■ Dataset excerpts
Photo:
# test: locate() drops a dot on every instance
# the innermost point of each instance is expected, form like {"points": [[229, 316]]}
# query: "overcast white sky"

---

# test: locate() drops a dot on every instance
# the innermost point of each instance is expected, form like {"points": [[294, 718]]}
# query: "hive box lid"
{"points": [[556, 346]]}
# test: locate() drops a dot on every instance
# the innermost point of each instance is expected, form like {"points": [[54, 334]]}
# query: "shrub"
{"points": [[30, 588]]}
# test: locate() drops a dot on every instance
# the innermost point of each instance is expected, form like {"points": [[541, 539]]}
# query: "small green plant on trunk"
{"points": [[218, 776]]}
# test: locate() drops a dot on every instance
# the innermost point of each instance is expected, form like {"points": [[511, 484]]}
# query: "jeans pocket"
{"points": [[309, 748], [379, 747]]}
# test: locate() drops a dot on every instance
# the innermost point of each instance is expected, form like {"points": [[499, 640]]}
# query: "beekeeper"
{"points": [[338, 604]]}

...

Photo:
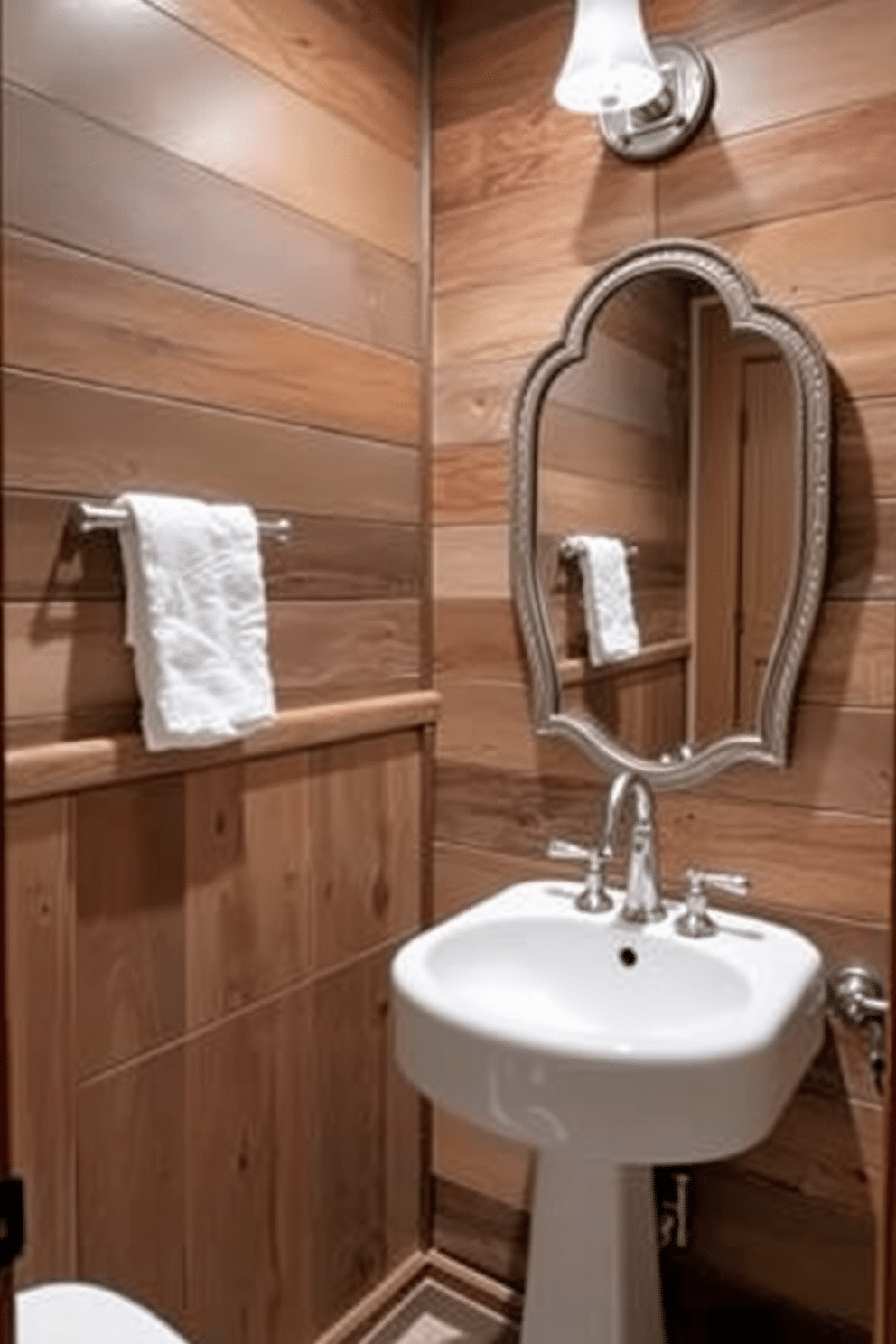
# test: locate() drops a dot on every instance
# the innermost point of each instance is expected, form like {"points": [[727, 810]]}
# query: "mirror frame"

■ Task description
Note every line of the entries in which "form" appears, and copy it down.

■ Solution to this task
# the innermost point of each instance is expected, form like {"points": [[229, 316]]}
# the innermost point of each instance is expected, form like {"points": [[294, 718]]}
# the innermost point of each instance is expected, form like {"points": [[54, 334]]}
# the innermost point of each instance is expected, form like {"points": [[541, 539]]}
# the innermost point of each instance is expected, form like {"points": [[511, 484]]}
# the innermost point of each instance is expected, form like {"points": [[499, 640]]}
# the innermost point of each instance is expected, form like {"points": [[727, 810]]}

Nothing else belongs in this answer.